### TASK INSTRUCTIONS:
Can you write out the passage from the chicken pen text, from "So Mr J measured" up to and including "little chicks inside.", word for word?

In the middle of last month, we created an outdoor run for the chicks, so that they could spend a little time each day (weather permitting) outside in the fresh air. You can read about it here (Fences, hedges, paths and structures). We made it by strapping together some of the panels that my daughter's chicken house had with it when we brought the henhouse from her home to ours. The chicks no longer need it as they are now housed in the chicken field in their own house with fixed run prior to joining the flock.

This meant that the panels were available to use for something else if we needed them. And, yesterday we put them to good use. Our next batch of chicks are due in six days time and our plan is to keep them in the safe enclosure that we created in the boot room for the first few days. Big Red and Little White lived in this enclosure for a month and I took them outside from about 10 days old for a little while each day before returning them to the warmth of the brooder in the boot room.

This time however, we expect there to be a few more chicks (hopefully a dozen or more) and we don't want the noise and smell of a several small chickens to fill the house, so we have decided to have them in the boot room for up to a week before moving them to the chicken condo in the former stables. To have them in the chicken condo safely we needed to create a pen in which they'll have room to run around but also be safe from any predators and from the older chickens for the first few weeks.

So Mr J measured and cut a sheet of ply wood and fixed it to the panels to make a base. I then covered it with chicken wire and folded it around the sides to make it less easy for any rats to gnaw through the wood to access the little chicks inside.
Then we turned it the right way up and put it onto a double length pallet that we'd been given by the man who had delivered the plywood panels to us last month. A couple of screws fixed through the base of the new pen into the pallet secured it and stopped it from wobbling from side to side.
We thought about fixing shallow sides around the pen to reduce draughts, but decided that we can lean these offcuts of plywood if need be, but the pen is inside the stable and so is fairly sheltered already and if it gets particularly windy, I can just prop these offcuts around the pen and then remove them when it calms down again. Mr J fixed the central roof panel in place and I will use cable ties to fix each of the roof end panels in place leaving one side tied with string. This way both roof end panels can be lifted up (as though they are hinged) for easy access for cleaning the pen, feeding the chicks and changing their water for fresh. The chicks will live in this pen from the end of week one until they are four to five weeks old when we'll move them to housing outside so that they can start seeing the other chickens and they all get used to each other. As we have done with Big Red and Little White, I will allow the new chicks to experience outside for a while each day (once they are big enough) in a run that we'll make in the next few weeks. 

We placed the brooder into the run to check where would be the best place for the electrics to live. Mr J found a small  bedside table in the barn to use to sit the extension lead and plug on together with the adaptor for the brooder. By putting them on the lower shelf of the bedside table, they will be raised off the floor and also sheltered from any rain drops that may leak through the roof. We think we've placed it where there are no leaks, but you never know!

### INPUT DATA:
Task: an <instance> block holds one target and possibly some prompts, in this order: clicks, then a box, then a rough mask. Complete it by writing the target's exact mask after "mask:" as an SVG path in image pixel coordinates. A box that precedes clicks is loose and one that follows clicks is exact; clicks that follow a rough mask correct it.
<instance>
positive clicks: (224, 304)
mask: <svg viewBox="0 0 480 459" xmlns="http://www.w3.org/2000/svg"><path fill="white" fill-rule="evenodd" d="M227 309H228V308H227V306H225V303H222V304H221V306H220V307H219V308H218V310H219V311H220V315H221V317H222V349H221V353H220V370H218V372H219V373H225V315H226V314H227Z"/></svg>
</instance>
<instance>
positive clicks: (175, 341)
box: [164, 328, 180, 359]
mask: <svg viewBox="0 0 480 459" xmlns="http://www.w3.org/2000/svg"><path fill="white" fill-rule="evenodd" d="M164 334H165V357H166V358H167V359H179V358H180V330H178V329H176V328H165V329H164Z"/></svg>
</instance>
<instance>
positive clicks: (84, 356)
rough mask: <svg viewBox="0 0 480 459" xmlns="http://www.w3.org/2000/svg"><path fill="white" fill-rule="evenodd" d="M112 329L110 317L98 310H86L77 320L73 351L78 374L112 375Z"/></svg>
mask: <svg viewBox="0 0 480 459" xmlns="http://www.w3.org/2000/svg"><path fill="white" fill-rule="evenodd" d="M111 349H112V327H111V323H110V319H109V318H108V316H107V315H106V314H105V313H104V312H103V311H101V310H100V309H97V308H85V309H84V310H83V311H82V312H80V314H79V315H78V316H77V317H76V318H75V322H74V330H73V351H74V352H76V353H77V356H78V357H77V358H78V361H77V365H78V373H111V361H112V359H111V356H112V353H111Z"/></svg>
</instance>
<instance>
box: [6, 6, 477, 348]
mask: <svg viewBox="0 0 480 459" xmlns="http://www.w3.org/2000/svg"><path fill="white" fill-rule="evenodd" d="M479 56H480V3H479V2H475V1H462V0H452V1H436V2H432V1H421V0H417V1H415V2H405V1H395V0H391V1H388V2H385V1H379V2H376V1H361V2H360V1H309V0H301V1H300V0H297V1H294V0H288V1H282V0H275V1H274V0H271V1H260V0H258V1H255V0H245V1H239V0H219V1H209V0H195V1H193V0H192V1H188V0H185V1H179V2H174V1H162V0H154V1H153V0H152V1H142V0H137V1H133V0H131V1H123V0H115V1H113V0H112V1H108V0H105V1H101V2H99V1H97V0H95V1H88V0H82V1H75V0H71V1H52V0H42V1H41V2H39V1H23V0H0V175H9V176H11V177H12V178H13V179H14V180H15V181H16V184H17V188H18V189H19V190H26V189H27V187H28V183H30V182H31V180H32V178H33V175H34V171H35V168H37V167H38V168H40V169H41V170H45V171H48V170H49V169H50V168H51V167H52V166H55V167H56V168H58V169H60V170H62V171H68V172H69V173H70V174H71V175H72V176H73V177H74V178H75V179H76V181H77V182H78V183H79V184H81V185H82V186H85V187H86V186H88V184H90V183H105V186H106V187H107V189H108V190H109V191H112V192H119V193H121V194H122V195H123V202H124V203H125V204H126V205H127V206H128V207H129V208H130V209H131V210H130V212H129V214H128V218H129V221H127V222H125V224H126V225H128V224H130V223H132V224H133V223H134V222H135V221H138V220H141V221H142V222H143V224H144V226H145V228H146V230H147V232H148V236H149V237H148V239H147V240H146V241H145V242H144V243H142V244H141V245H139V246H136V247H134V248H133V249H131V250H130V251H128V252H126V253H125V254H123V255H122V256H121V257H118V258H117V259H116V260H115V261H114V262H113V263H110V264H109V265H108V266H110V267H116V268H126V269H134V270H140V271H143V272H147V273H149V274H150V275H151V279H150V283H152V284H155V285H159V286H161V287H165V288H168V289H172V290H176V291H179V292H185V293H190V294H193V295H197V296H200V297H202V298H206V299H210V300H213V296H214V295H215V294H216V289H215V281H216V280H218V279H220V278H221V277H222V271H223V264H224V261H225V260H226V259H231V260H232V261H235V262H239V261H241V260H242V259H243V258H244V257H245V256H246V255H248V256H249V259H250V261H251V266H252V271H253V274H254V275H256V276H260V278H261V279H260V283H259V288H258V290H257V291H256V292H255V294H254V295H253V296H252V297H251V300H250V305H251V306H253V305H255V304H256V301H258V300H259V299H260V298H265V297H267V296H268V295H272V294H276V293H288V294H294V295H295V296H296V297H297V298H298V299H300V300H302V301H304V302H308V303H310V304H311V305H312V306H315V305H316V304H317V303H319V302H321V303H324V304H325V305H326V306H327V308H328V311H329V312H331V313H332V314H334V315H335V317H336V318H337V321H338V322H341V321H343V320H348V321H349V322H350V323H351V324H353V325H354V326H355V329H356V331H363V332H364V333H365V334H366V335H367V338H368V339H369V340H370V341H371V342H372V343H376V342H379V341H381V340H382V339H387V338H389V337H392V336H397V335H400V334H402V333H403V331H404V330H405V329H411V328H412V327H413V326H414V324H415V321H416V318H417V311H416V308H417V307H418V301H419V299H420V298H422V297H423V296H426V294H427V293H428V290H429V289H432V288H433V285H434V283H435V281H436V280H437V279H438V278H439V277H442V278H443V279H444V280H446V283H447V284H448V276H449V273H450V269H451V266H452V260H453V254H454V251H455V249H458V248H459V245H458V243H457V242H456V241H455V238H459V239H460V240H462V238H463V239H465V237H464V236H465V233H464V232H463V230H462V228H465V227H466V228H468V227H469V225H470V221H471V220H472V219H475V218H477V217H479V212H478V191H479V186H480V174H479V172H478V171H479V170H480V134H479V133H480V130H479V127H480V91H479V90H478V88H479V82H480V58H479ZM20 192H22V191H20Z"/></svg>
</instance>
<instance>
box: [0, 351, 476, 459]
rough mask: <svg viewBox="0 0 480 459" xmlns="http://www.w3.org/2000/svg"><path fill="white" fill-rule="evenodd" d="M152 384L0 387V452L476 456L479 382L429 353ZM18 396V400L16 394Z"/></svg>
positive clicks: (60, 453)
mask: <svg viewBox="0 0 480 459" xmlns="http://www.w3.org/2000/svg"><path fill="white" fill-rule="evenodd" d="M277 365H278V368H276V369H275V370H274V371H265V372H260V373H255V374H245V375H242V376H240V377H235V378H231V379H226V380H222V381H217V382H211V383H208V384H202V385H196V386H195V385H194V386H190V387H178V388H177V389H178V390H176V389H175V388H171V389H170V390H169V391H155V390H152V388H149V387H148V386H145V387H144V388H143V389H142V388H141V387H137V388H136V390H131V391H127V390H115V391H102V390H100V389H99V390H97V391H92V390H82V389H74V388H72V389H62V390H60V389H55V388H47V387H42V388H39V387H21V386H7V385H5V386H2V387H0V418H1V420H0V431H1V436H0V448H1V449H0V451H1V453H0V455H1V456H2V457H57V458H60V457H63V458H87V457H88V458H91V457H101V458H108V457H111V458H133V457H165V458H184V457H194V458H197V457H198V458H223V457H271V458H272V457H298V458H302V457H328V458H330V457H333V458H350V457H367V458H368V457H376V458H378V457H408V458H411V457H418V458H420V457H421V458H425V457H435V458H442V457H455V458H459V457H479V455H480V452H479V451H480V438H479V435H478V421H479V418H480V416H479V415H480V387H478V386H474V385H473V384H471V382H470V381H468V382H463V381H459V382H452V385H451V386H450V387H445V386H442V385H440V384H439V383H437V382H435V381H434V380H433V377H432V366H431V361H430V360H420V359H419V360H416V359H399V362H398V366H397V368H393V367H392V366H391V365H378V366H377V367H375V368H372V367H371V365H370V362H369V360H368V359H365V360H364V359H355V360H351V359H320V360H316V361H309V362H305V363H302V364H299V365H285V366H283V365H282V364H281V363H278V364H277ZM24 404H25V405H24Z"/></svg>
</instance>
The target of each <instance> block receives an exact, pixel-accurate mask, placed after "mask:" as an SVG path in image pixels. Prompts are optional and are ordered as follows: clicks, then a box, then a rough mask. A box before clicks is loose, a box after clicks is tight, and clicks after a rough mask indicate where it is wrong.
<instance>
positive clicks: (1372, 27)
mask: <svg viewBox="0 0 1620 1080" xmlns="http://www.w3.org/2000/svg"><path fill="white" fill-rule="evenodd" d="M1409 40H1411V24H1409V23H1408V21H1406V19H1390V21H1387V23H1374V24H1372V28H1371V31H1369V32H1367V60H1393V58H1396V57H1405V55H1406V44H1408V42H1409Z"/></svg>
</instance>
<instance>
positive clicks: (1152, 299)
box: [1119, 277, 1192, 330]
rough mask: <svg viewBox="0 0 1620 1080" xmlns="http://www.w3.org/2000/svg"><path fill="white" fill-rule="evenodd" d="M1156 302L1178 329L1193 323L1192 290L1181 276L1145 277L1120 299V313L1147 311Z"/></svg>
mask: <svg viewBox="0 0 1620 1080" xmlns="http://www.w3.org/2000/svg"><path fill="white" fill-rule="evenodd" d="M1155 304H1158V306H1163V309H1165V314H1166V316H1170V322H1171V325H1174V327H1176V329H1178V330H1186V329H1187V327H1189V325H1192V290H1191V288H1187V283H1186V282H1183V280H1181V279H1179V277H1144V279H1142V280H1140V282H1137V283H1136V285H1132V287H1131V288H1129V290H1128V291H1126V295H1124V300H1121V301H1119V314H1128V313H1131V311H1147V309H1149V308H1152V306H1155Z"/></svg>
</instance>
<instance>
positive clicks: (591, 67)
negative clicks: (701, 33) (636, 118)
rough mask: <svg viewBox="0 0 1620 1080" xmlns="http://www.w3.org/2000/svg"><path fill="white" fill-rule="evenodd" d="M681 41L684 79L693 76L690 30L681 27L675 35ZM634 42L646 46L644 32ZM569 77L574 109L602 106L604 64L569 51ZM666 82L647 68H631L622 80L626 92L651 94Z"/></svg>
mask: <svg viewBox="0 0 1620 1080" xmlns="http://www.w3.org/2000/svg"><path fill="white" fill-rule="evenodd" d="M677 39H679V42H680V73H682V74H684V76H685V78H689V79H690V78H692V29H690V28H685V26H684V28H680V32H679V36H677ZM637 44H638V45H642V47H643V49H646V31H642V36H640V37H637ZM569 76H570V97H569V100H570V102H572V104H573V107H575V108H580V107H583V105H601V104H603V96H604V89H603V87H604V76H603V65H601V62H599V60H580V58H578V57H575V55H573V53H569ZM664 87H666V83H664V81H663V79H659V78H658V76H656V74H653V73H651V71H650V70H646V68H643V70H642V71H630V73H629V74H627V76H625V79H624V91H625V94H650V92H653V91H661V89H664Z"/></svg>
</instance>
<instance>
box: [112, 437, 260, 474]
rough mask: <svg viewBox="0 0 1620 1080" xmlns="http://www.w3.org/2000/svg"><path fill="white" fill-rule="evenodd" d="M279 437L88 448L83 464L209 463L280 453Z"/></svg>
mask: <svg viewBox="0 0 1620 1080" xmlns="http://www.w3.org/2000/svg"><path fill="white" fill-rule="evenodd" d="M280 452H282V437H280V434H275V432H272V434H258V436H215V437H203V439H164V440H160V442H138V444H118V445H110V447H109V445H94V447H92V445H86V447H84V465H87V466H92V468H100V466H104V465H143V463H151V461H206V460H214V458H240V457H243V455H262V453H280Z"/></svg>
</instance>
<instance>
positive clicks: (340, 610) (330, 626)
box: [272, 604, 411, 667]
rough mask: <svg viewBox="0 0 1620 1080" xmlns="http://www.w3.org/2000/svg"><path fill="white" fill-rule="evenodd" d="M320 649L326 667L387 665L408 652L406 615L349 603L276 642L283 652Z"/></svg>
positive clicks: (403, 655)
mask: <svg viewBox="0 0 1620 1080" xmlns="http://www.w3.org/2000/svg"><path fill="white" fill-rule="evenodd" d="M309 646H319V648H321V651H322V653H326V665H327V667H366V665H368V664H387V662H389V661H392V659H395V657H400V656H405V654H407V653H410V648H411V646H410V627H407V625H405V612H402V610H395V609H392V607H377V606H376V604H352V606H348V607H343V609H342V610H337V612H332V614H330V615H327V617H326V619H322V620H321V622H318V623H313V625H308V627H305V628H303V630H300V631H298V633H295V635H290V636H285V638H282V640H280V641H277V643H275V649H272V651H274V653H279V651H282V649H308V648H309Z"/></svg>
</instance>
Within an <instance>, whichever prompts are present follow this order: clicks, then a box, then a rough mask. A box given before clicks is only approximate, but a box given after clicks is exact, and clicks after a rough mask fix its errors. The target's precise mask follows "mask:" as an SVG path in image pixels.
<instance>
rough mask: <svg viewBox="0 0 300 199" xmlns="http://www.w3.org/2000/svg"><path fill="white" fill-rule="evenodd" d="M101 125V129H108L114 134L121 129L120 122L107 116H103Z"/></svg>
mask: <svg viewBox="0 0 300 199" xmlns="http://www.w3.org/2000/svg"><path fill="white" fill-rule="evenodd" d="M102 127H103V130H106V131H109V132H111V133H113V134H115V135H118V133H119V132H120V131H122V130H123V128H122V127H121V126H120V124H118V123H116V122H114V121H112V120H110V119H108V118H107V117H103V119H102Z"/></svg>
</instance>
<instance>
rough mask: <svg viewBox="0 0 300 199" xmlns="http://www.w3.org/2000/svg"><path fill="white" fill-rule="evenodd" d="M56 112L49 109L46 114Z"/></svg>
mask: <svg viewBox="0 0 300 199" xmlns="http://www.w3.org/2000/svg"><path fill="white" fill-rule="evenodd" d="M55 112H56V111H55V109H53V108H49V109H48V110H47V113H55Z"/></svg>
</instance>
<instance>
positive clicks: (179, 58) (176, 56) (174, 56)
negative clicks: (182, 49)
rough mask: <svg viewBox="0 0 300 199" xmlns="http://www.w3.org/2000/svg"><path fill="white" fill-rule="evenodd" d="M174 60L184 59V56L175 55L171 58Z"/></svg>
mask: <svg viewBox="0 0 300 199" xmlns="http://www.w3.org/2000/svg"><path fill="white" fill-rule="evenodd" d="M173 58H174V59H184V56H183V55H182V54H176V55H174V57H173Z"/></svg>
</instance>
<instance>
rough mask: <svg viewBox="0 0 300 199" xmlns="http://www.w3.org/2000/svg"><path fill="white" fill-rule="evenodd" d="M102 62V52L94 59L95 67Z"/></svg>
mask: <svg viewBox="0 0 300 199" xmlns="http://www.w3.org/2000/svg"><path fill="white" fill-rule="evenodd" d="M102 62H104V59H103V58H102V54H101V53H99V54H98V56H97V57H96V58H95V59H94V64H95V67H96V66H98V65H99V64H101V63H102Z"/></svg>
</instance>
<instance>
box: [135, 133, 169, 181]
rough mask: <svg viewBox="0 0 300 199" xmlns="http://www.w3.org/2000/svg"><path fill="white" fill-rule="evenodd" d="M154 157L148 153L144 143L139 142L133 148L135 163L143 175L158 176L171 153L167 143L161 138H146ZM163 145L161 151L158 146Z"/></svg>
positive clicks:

### RESULT OF THE EXERCISE:
So Mr J measured and cut a sheet of ply wood and fixed it to the panels to make a base. I then covered it with chicken wire and folded it around the sides to make it less easy for any rats to gnaw through the wood to access the little chicks inside.